Task requirements: Count the lines in the material below that contain the word "positive". Case counts, and the reply should be only that number.

Information shown:

⁂

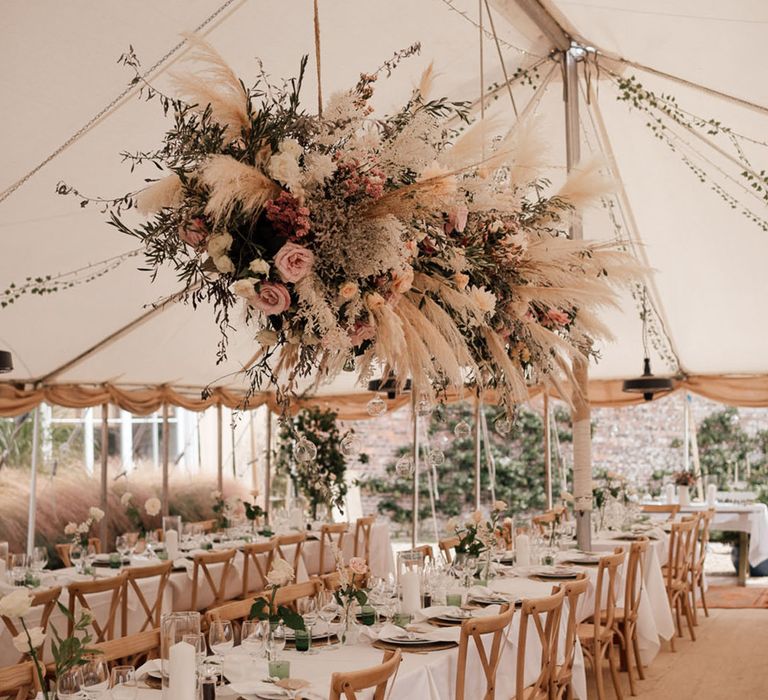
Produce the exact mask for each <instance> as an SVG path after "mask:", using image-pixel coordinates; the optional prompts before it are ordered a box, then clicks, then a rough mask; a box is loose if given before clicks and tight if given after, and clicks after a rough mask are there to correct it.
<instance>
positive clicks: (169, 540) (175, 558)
mask: <svg viewBox="0 0 768 700" xmlns="http://www.w3.org/2000/svg"><path fill="white" fill-rule="evenodd" d="M165 551H166V553H167V554H168V560H169V561H174V560H175V559H178V557H179V533H178V532H176V530H166V533H165Z"/></svg>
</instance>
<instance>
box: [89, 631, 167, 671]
mask: <svg viewBox="0 0 768 700" xmlns="http://www.w3.org/2000/svg"><path fill="white" fill-rule="evenodd" d="M91 648H93V649H95V650H96V651H98V652H99V653H100V654H103V655H104V660H105V661H106V662H107V663H108V664H109V665H110V666H112V665H116V666H124V665H130V666H136V667H138V666H140V665H141V664H142V663H144V662H145V661H147V660H149V659H156V658H157V657H159V656H160V630H159V629H151V630H145V631H143V632H137V633H136V634H129V635H126V636H123V637H120V638H119V639H112V640H110V641H108V642H100V643H99V644H93V645H91ZM116 662H117V663H116Z"/></svg>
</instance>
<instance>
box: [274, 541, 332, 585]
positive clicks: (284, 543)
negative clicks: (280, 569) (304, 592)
mask: <svg viewBox="0 0 768 700" xmlns="http://www.w3.org/2000/svg"><path fill="white" fill-rule="evenodd" d="M306 540H307V533H306V532H297V533H294V534H292V535H278V536H277V548H276V552H277V554H278V556H279V557H280V558H281V559H285V560H286V561H287V562H290V563H291V565H292V566H293V577H294V578H293V580H294V581H295V580H296V578H297V577H298V575H299V562H300V561H301V550H302V549H303V547H304V542H306ZM292 544H295V545H296V550H295V551H294V553H293V561H291V560H290V559H288V557H286V556H285V554H284V553H283V547H286V546H290V545H292ZM320 545H321V546H322V540H321V542H320Z"/></svg>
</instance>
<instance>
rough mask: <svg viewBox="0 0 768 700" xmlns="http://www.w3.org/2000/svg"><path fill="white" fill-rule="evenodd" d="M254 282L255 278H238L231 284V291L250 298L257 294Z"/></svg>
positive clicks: (241, 296)
mask: <svg viewBox="0 0 768 700" xmlns="http://www.w3.org/2000/svg"><path fill="white" fill-rule="evenodd" d="M254 283H255V280H253V279H244V280H237V281H236V282H233V283H232V284H231V285H230V287H229V291H231V292H232V293H233V294H237V296H239V297H243V298H244V299H250V298H252V297H253V296H254V295H255V294H256V289H255V287H254Z"/></svg>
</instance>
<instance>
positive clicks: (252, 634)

⁂

Task result: 4